(Supplied information):
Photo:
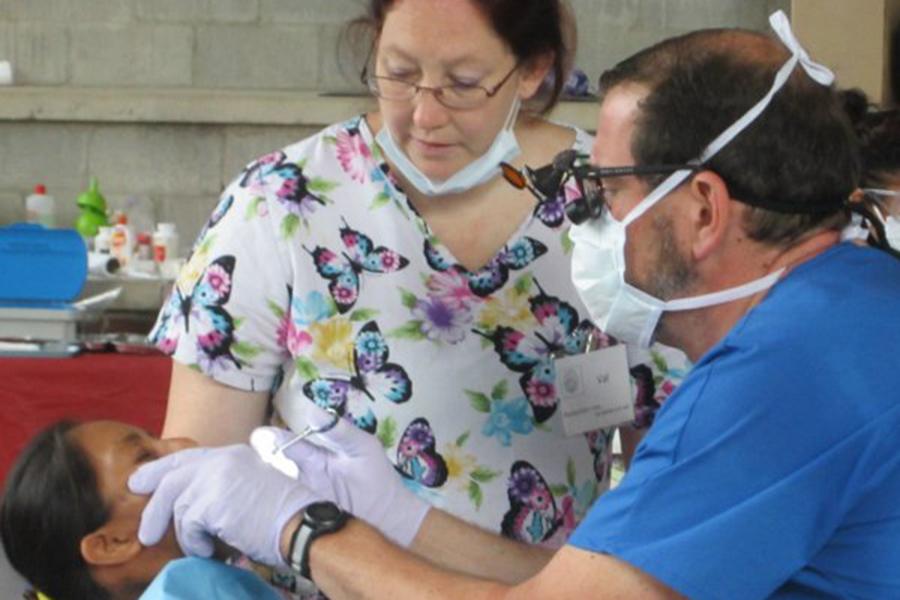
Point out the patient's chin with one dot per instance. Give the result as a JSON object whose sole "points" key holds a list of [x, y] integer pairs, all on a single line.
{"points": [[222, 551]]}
---
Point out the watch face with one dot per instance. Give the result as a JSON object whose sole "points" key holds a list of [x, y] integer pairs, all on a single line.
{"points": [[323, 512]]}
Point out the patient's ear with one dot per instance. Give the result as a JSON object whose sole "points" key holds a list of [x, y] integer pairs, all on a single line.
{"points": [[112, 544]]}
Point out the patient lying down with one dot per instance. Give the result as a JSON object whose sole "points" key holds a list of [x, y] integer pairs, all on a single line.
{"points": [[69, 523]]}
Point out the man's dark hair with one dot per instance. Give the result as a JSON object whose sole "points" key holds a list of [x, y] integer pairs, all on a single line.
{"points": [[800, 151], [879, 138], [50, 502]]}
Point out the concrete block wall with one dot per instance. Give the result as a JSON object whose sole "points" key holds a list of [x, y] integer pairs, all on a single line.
...
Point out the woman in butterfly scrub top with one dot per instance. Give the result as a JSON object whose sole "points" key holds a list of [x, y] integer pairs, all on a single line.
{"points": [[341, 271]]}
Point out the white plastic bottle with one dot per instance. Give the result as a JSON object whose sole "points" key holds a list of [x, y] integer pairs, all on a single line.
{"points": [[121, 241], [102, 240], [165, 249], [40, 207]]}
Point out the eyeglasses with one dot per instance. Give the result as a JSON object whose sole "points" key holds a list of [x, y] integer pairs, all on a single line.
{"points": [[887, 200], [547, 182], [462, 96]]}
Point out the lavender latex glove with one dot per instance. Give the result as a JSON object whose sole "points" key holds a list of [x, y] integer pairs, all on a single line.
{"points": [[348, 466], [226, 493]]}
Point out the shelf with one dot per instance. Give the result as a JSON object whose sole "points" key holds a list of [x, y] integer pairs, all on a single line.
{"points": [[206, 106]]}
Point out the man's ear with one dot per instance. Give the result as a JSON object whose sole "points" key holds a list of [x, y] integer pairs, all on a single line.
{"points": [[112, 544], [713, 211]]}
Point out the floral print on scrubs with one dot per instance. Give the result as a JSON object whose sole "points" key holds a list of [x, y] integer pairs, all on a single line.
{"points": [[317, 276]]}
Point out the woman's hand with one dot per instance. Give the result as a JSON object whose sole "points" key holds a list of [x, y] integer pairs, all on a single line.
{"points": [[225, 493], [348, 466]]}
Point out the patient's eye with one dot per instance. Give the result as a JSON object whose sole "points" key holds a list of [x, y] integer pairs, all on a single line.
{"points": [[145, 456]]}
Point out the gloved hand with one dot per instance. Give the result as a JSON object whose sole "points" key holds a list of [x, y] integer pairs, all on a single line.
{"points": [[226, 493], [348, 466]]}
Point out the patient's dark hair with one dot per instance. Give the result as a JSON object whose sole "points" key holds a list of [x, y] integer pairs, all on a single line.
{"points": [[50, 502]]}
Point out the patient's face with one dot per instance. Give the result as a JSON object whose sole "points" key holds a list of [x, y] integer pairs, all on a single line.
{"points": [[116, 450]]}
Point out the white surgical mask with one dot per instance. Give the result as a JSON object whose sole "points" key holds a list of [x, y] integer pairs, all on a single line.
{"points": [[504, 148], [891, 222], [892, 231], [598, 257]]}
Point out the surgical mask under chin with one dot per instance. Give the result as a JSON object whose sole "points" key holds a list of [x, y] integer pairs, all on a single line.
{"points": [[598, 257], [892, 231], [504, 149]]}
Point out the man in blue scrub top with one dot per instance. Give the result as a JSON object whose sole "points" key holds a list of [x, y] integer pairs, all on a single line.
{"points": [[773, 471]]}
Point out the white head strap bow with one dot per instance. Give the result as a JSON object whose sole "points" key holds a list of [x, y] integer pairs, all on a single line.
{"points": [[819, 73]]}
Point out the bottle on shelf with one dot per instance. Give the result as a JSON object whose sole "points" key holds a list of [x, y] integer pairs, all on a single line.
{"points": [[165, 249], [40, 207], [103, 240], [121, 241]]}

(What this task involves):
Rename "dark hair" to "black hair" in the data from the line with "Point out the patient's ear" to the line with "Point out the concrete", and return only those lines with nothing else changed.

(The reply):
Point out the patient's ear with one dot per instance. Give the result as a JSON object whose sole "points" key holds a list of [x, y] integer pairs, all on a single line.
{"points": [[112, 544]]}
Point out the patient lying down with one dot per instance. Give the result as a JSON object whose sole "points" key holds a list of [x, y] integer pairs, all on a single line.
{"points": [[69, 523]]}
Point out the man's black hair with one dot per instance. Give the result as a JSON object whose sole "points" key holds a list of [x, y] integer pairs, all on a single line.
{"points": [[800, 151], [879, 138], [50, 502]]}
Point out the concrete block wall with one dot per instance. Give the result as a JSON object whose sole "points" key holds a list of [x, y] integer pairs, all on a single line.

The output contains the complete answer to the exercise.